WHAT IS NEEDED – From the listing below, return every line with the string "segment" in it.

LISTED RECORDS –
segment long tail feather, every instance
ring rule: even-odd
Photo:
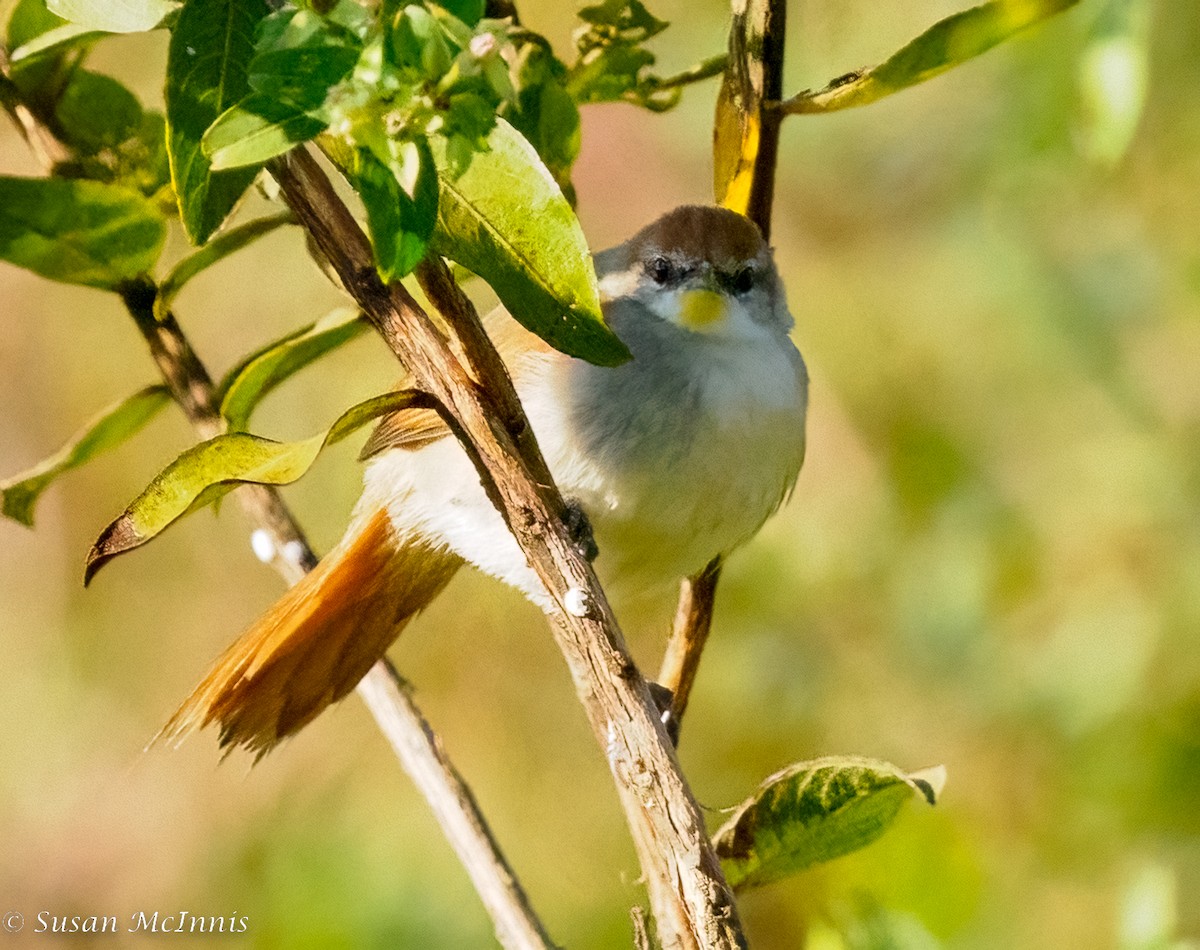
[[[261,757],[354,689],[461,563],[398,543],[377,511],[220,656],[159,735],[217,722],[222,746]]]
--
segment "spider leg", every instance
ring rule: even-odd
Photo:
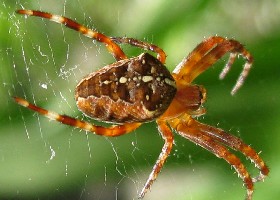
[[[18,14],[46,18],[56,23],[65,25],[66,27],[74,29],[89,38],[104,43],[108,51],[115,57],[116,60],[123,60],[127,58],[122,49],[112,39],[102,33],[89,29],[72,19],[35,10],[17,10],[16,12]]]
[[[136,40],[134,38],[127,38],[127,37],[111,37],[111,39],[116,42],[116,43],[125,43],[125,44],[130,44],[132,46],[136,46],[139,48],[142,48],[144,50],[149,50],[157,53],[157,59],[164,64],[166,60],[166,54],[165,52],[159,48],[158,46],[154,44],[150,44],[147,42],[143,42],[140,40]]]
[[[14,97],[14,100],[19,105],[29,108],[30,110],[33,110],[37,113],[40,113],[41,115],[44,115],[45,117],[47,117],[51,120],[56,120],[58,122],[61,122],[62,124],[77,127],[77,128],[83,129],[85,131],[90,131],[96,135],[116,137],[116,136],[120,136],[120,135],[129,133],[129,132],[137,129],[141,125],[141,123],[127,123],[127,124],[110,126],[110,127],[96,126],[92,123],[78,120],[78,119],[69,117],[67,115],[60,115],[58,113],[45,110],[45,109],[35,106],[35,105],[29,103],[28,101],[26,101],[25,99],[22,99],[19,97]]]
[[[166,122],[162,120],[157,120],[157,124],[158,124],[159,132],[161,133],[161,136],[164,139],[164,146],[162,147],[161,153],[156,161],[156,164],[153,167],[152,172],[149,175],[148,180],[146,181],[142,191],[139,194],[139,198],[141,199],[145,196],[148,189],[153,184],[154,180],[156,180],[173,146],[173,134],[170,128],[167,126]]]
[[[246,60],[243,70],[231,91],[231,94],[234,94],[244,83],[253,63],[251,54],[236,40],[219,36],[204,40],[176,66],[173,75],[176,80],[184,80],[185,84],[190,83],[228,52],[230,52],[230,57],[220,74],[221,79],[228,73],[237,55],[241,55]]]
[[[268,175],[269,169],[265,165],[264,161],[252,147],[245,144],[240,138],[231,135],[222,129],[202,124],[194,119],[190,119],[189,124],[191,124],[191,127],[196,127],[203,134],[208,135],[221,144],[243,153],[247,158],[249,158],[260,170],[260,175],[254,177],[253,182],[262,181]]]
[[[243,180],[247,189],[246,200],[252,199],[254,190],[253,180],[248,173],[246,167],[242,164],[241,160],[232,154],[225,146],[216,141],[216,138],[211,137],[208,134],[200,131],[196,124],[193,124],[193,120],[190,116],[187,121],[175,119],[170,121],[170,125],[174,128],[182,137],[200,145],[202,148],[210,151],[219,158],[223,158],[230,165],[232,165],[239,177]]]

SOLUTION TO THE EXERCISE –
segment long tail feather, every instance
segment "spider leg", every instance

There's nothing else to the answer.